* _Material provided_

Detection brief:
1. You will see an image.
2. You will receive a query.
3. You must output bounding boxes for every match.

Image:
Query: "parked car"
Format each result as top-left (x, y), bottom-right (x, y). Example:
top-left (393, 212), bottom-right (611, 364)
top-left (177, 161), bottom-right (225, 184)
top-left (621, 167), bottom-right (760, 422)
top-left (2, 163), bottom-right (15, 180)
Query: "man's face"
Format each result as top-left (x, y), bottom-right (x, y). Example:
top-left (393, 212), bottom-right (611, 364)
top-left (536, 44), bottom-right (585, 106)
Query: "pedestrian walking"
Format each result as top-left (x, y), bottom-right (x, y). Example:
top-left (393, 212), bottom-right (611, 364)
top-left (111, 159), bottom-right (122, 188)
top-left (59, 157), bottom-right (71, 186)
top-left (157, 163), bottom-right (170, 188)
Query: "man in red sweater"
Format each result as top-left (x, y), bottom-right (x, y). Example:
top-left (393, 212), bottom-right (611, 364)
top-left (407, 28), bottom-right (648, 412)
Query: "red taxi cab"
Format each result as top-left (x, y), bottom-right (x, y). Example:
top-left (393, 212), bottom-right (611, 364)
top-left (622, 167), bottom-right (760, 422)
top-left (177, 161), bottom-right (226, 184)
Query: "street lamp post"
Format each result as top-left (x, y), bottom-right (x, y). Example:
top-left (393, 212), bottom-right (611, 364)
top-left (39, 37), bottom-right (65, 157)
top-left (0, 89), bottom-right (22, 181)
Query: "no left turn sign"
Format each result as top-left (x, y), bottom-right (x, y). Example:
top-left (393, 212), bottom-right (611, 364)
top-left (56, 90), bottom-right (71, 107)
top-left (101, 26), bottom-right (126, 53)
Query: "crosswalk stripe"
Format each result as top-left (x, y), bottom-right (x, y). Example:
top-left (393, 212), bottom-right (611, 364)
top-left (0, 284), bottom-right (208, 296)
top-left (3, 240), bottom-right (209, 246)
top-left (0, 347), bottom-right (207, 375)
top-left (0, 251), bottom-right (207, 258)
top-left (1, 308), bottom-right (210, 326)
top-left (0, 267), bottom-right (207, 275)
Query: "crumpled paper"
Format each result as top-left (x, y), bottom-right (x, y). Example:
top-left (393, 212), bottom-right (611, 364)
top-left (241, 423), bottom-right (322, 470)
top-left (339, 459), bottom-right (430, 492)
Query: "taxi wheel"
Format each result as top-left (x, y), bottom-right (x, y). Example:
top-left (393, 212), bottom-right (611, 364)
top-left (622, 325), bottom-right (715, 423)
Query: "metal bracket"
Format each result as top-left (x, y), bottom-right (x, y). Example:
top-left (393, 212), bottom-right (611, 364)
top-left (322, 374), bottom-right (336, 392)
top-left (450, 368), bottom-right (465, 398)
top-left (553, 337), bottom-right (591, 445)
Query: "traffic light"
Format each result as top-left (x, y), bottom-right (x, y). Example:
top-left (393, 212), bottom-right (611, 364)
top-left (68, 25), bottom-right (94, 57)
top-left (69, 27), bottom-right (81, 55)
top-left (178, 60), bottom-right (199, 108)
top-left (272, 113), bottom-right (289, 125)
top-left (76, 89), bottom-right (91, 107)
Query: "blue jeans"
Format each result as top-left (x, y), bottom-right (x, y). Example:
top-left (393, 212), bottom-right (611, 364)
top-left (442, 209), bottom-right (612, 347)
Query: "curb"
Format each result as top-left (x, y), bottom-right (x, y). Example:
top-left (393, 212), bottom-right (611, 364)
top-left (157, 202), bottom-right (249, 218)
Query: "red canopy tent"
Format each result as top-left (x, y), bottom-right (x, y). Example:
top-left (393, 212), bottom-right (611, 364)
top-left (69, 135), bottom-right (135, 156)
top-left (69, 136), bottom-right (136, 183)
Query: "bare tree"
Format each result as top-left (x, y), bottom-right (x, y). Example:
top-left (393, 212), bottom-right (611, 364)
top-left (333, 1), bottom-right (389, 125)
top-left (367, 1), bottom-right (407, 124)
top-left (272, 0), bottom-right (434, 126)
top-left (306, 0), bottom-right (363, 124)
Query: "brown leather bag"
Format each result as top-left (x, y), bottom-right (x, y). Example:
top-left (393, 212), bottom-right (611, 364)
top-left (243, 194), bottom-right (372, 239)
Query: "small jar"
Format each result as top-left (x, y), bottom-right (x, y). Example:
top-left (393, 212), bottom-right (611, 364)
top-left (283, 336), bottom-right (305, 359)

* _Problem_
Take the records above and return them exactly as written.

* _Exercise output_
Detection brief:
1. You will see an image.
2. You will receive a query.
3. You must output bounding boxes for every match.

Image:
Query: "parked car"
Format each result as top-left (x, y), bottom-right (x, y). Example:
top-left (393, 212), bottom-right (611, 364)
top-left (177, 161), bottom-right (225, 184)
top-left (621, 167), bottom-right (760, 422)
top-left (2, 163), bottom-right (15, 180)
Query: "man's face"
Format each result as top-left (x, y), bottom-right (x, y). Example:
top-left (393, 212), bottom-right (611, 364)
top-left (536, 44), bottom-right (585, 106)
Query: "pedestrian walking"
Format each result as top-left (x, y), bottom-right (x, y). Example:
top-left (393, 212), bottom-right (611, 364)
top-left (111, 159), bottom-right (122, 188)
top-left (59, 157), bottom-right (71, 186)
top-left (157, 163), bottom-right (170, 188)
Query: "man in red sweater"
Format each result as top-left (x, y), bottom-right (x, y). Example:
top-left (393, 212), bottom-right (611, 364)
top-left (407, 28), bottom-right (648, 412)
Query: "red taxi cab"
Format each result as top-left (x, y), bottom-right (x, y). Example:
top-left (393, 212), bottom-right (611, 364)
top-left (622, 167), bottom-right (760, 422)
top-left (177, 161), bottom-right (226, 184)
Query: "street lamp post"
Format each result as top-left (x, y), bottom-right (x, y). Example:
top-left (393, 212), bottom-right (611, 364)
top-left (39, 37), bottom-right (65, 157)
top-left (0, 89), bottom-right (22, 181)
Query: "no left turn sign"
Format each result as top-left (x, y), bottom-right (x, y). Example:
top-left (393, 212), bottom-right (611, 364)
top-left (56, 90), bottom-right (71, 107)
top-left (101, 26), bottom-right (126, 53)
Query: "crosswalk stripe"
Format each result as top-left (x, y), bottom-right (x, y). Example:
top-left (393, 212), bottom-right (611, 364)
top-left (0, 284), bottom-right (208, 296)
top-left (3, 240), bottom-right (209, 246)
top-left (0, 347), bottom-right (207, 375)
top-left (0, 251), bottom-right (207, 258)
top-left (1, 308), bottom-right (210, 326)
top-left (0, 267), bottom-right (207, 275)
Query: "crumpled paper"
Format each result as top-left (x, y), bottom-right (x, y). Example:
top-left (393, 212), bottom-right (611, 364)
top-left (241, 423), bottom-right (322, 470)
top-left (339, 459), bottom-right (430, 492)
Query: "taxi wheel"
Format each result as top-left (x, y), bottom-right (x, y). Example:
top-left (393, 212), bottom-right (611, 364)
top-left (622, 325), bottom-right (715, 423)
Query: "metal bracket"
Format each result as top-left (x, y), bottom-right (x, y). Example:
top-left (393, 212), bottom-right (611, 364)
top-left (322, 374), bottom-right (336, 392)
top-left (450, 368), bottom-right (465, 398)
top-left (553, 337), bottom-right (591, 445)
Query: "traffic light"
Format each result as top-left (x, y), bottom-right (x, y). Example:
top-left (393, 212), bottom-right (611, 364)
top-left (68, 25), bottom-right (94, 57)
top-left (69, 27), bottom-right (81, 55)
top-left (178, 60), bottom-right (199, 108)
top-left (272, 113), bottom-right (289, 125)
top-left (76, 89), bottom-right (91, 107)
Query: "blue jeans"
Format each result as top-left (x, y), bottom-right (x, y). Example:
top-left (393, 212), bottom-right (611, 364)
top-left (442, 209), bottom-right (612, 347)
Query: "curb"
Format each result as top-left (x, y), bottom-right (x, y). Example:
top-left (393, 212), bottom-right (611, 364)
top-left (157, 202), bottom-right (249, 218)
Query: "red canopy tent"
Format each result as top-left (x, y), bottom-right (x, y). Example:
top-left (393, 212), bottom-right (611, 364)
top-left (69, 135), bottom-right (135, 156)
top-left (69, 136), bottom-right (136, 183)
Query: "bare tree"
Format each result as top-left (x, y), bottom-right (x, y). Example:
top-left (393, 212), bottom-right (611, 364)
top-left (333, 1), bottom-right (389, 125)
top-left (367, 1), bottom-right (407, 124)
top-left (272, 0), bottom-right (434, 126)
top-left (306, 0), bottom-right (363, 124)
Query: "brown leather bag"
Format each result as top-left (x, y), bottom-right (x, y). Example:
top-left (393, 212), bottom-right (611, 364)
top-left (243, 194), bottom-right (372, 239)
Query: "small jar"
Format each result as top-left (x, y), bottom-right (x, y). Example:
top-left (393, 212), bottom-right (611, 364)
top-left (283, 336), bottom-right (305, 359)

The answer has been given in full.